* WRITTEN PROBLEM *
Output the part of the listing that opens with the line containing "22. You will" and runs through the end of the listing as a Markdown table with the columns Number and Line, one numbered row per line, leaving out blank lines.

* RECORDS PROVIDED *
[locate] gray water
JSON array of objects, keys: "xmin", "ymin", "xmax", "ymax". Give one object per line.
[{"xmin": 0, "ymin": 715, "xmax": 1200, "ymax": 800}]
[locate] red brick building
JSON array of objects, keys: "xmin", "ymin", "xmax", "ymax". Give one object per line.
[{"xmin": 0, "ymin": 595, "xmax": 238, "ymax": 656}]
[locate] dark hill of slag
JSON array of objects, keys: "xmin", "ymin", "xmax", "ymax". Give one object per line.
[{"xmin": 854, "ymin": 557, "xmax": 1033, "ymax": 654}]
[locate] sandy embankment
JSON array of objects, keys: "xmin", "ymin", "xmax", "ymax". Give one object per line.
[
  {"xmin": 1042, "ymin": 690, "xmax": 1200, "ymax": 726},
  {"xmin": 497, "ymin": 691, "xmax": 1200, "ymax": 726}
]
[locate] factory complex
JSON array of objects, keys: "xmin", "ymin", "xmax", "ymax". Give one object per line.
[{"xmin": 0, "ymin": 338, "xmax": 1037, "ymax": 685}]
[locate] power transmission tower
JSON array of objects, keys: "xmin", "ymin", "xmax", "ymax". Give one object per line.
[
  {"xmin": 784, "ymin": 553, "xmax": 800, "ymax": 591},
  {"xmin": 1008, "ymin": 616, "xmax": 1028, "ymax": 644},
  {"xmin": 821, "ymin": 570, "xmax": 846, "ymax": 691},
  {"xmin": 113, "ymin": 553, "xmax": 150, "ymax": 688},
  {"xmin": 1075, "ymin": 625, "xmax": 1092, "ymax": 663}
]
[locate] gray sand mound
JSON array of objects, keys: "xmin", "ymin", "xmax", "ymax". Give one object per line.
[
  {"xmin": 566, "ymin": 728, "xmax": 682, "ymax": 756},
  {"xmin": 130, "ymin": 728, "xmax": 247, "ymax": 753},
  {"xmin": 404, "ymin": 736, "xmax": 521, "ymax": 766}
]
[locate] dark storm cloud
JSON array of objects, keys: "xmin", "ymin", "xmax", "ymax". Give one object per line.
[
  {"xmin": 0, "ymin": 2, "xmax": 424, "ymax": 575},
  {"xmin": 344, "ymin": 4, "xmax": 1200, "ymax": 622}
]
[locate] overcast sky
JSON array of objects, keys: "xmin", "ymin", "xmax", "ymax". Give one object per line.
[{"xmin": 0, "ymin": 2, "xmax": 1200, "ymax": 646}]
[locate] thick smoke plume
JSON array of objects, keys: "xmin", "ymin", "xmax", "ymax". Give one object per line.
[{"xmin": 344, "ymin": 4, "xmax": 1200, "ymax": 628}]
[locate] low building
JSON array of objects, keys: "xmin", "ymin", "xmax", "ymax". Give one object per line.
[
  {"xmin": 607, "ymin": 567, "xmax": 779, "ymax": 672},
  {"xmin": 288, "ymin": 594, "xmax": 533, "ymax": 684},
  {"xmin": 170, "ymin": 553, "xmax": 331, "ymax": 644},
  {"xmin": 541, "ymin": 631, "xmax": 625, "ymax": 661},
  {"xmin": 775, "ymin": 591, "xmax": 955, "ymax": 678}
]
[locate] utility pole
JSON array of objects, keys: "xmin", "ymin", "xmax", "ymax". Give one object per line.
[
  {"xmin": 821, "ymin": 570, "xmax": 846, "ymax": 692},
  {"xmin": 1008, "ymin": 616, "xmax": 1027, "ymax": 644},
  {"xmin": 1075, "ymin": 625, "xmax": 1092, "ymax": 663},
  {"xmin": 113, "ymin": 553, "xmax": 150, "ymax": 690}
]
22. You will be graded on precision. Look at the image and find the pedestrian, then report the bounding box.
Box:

* FINISHED EXERCISE *
| Number | Line |
|---|---|
| 1 | 22. You will be graded on precision. Look at the image and find the pedestrian, then report the bounding box. |
| 2 | Box: |